··· Text passage ···

Volume 80, Number 26 | November 25 - December 1, 2010
West and East Village, Chelsea, Soho, Noho, Little Italy, Chinatown and Lower East Side, Since 1933
Correcting some misperceptions post-St. Vincent’s
By Christine C. Quinn, Jerrold Nadler, Thomas K. Duane and Richard N. Gottfried
As we move forward in the aftermath of the tragic loss of our community hospital, we — the many friends, advocates and supporters of St. Vincent’s — must work together to take all of the positive steps we can to restore emergency and acute-care services to our community. Having all the ammunition we need in this battle is essential. Therefore, documenting the specifics of what services we need with a community health assessment is critical to this mission.
We believe our community needs an acute-care facility and emergency room. But it will take hard facts to convince a potential hospital operator to invest the necessary hundreds of millions of dollars to finance a new facility, and no one else is going to gather this key data. Therefore, we, as a community, must undertake this process ourselves and work together to compile that information.

···

## Complete the following
1) Write down the stretch of the St. Vincent's article from "We believe our" through "compile that information.".
2) In the St. Vincent's article, what do the authors believe their community needs?
3) Extend the St. Vincent's article from its last sentence.
The lines after the St. Vincent's article aren't needed for anything here.

··· Data for review ···

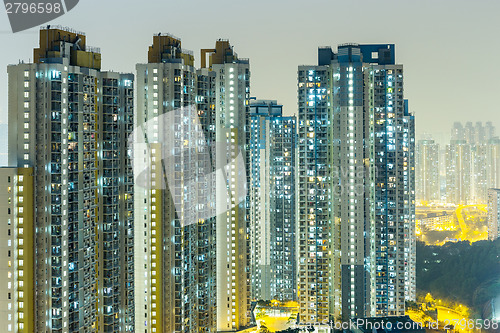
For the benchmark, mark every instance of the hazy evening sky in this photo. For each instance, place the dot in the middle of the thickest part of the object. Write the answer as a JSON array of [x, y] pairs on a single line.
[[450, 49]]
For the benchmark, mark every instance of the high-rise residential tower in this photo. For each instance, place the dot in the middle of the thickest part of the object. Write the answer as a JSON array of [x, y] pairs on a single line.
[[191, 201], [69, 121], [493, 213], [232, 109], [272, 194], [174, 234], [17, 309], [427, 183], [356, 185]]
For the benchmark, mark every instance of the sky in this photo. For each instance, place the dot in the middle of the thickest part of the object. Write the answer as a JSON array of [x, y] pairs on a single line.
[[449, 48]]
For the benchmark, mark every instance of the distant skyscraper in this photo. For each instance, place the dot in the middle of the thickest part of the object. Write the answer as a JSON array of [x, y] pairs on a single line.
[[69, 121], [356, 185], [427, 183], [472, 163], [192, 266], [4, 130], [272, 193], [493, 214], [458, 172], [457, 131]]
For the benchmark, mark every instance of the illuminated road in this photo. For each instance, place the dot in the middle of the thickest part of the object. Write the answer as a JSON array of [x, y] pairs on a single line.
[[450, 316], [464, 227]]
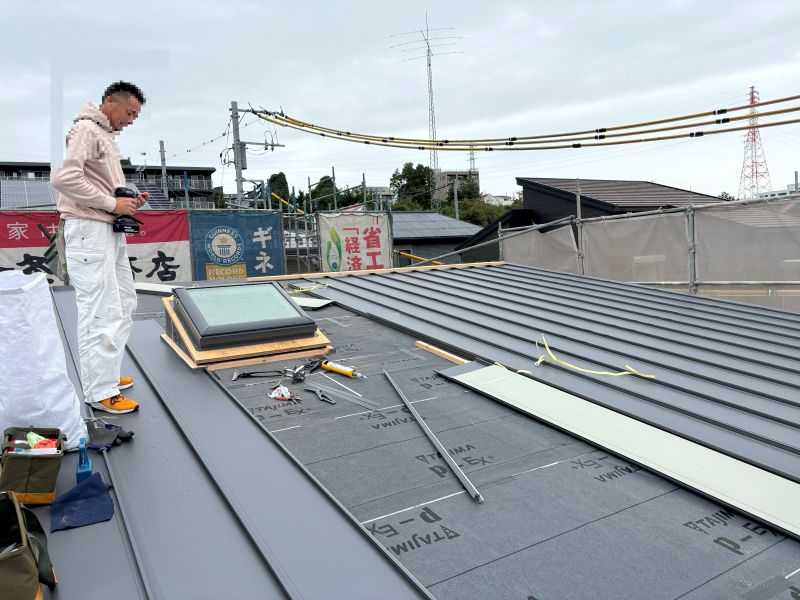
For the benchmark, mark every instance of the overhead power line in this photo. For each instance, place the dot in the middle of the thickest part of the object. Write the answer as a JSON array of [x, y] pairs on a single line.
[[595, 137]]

···

## Task-by-task results
1)
We believe our community needs an acute-care facility and emergency room. But it will take hard facts to convince a potential hospital operator to invest the necessary hundreds of millions of dollars to finance a new facility, and no one else is going to gather this key data. Therefore, we, as a community, must undertake this process ourselves and work together to compile that information.

2) An acute-care facility and emergency room.

3)
Opening a hospital takes more than knowing in our hearts that it is needed and demanding it fervently. It also takes reliable data to document to others that the facility is necessary and will be viable. That’s precisely what we’re trying to do, with the support and participation of a long list of community members, community organizations, healthcare workers and other advocates.
In our efforts to move forward in meeting the health needs of the community, we would like to correct some misconceptions that we have recently heard.
First of all, the assessment is about guiding future healthcare planning efforts and its scope is being driven by a broad coalition of community stakeholders, not by any private parties or special interests.
Additionally, North Shore-L.I.J. has already begun development of its urgent-care center and that center will move forward regardless of the community needs assessment already underway.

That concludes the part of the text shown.